___ INPUT ___
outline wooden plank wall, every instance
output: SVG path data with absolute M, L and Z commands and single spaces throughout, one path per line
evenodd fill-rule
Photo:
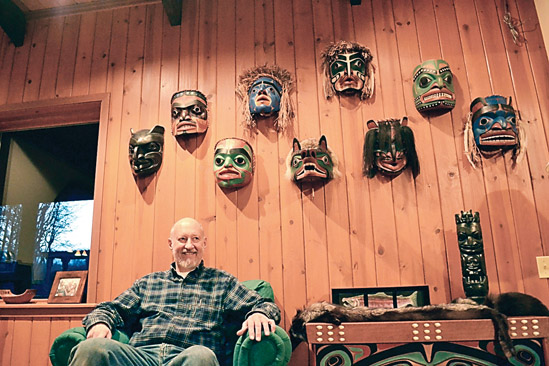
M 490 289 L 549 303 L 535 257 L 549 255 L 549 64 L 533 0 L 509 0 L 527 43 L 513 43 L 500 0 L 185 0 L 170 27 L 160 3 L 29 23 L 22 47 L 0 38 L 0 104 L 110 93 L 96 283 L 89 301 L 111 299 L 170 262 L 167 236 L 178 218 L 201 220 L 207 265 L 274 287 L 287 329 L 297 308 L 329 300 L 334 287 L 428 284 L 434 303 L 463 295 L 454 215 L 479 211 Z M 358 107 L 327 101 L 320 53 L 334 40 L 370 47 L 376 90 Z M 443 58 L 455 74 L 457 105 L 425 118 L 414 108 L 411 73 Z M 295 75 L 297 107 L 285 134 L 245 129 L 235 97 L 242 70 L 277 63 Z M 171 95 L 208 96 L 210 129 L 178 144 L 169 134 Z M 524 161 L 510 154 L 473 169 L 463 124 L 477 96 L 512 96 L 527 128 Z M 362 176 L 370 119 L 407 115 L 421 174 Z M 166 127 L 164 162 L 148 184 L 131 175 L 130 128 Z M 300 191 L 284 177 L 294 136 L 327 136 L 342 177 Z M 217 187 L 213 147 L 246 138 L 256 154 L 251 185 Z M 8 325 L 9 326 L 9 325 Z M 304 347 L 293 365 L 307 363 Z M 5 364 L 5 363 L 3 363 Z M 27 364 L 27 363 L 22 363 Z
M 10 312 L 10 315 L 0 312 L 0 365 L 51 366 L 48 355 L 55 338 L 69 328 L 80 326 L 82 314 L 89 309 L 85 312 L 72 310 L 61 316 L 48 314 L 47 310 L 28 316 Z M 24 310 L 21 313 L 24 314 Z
___
___ INPUT ___
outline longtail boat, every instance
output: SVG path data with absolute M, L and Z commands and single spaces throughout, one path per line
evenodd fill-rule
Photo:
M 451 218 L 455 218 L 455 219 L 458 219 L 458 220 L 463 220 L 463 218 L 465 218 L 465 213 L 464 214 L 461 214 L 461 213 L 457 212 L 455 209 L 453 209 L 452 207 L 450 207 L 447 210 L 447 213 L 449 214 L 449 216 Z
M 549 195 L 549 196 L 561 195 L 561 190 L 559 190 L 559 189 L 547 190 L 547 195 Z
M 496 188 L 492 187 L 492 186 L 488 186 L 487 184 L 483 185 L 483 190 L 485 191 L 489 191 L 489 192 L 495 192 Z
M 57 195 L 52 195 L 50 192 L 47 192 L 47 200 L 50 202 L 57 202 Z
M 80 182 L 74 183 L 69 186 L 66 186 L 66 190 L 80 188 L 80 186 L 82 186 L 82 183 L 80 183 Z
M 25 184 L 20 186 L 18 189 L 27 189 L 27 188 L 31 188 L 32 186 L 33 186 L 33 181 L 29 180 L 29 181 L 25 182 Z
___
___ INPUT ___
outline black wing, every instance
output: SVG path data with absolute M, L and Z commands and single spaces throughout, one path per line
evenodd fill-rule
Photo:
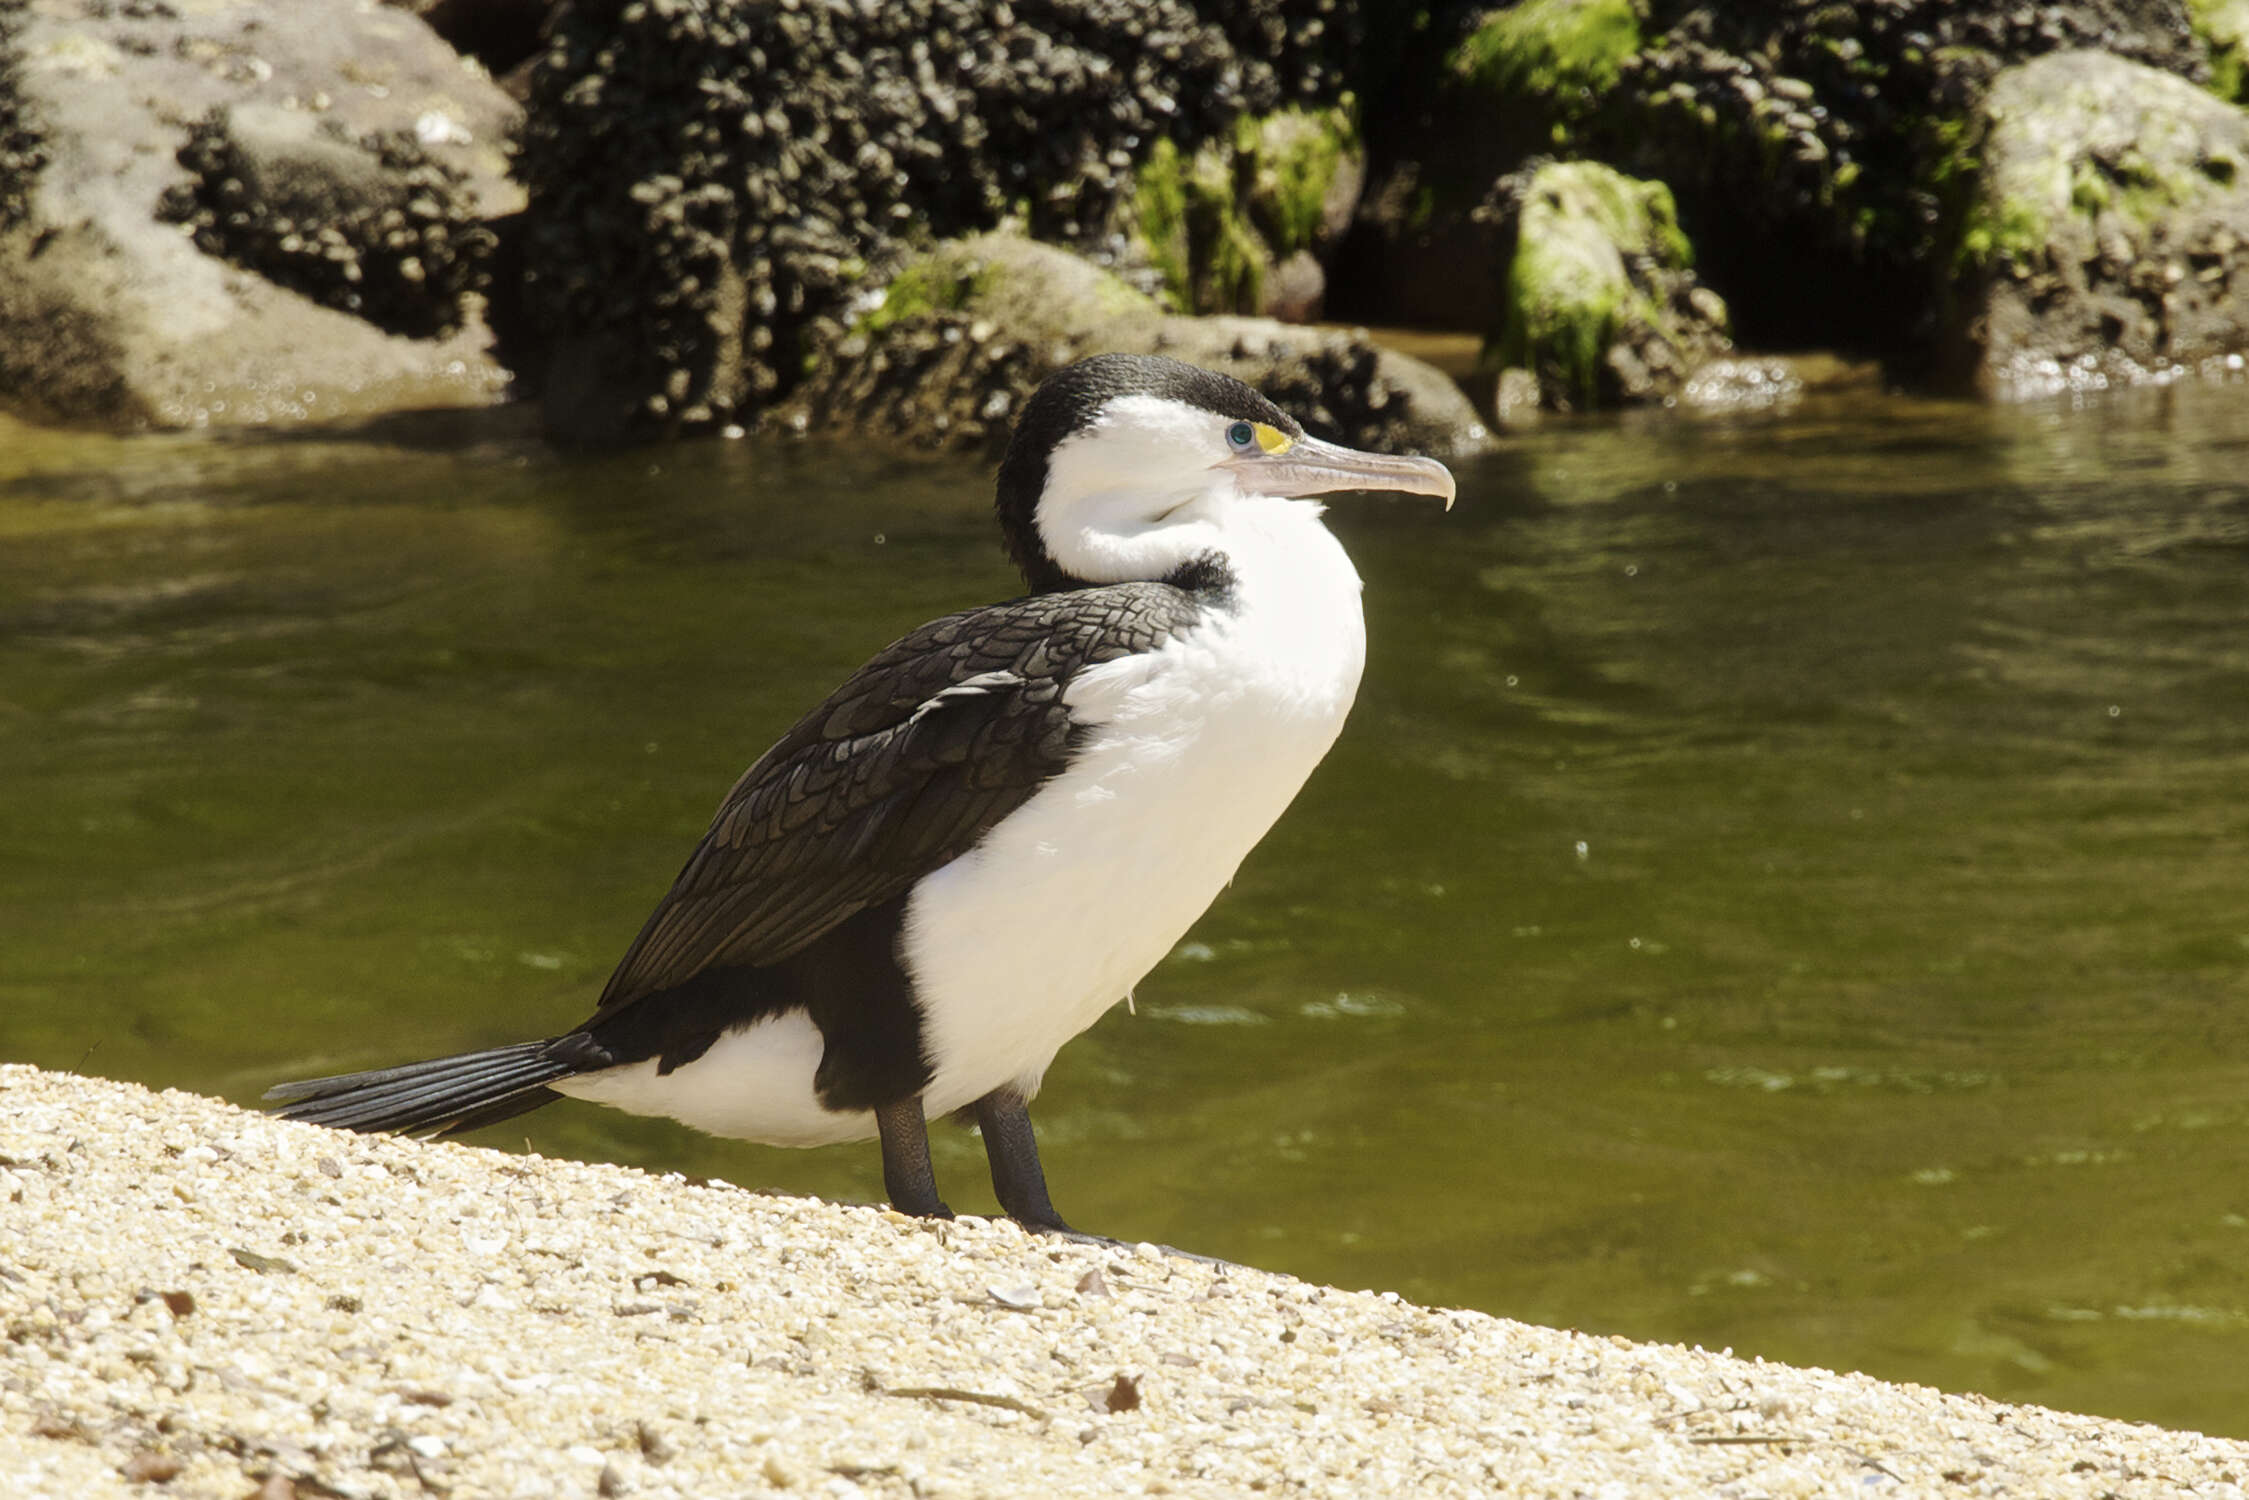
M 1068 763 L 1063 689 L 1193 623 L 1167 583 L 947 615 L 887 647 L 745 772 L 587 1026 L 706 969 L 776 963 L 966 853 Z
___
* ACTIVITY *
What is the number of lines in the data that hold the string "every"? Answer with the number only.

* TASK RESULT *
3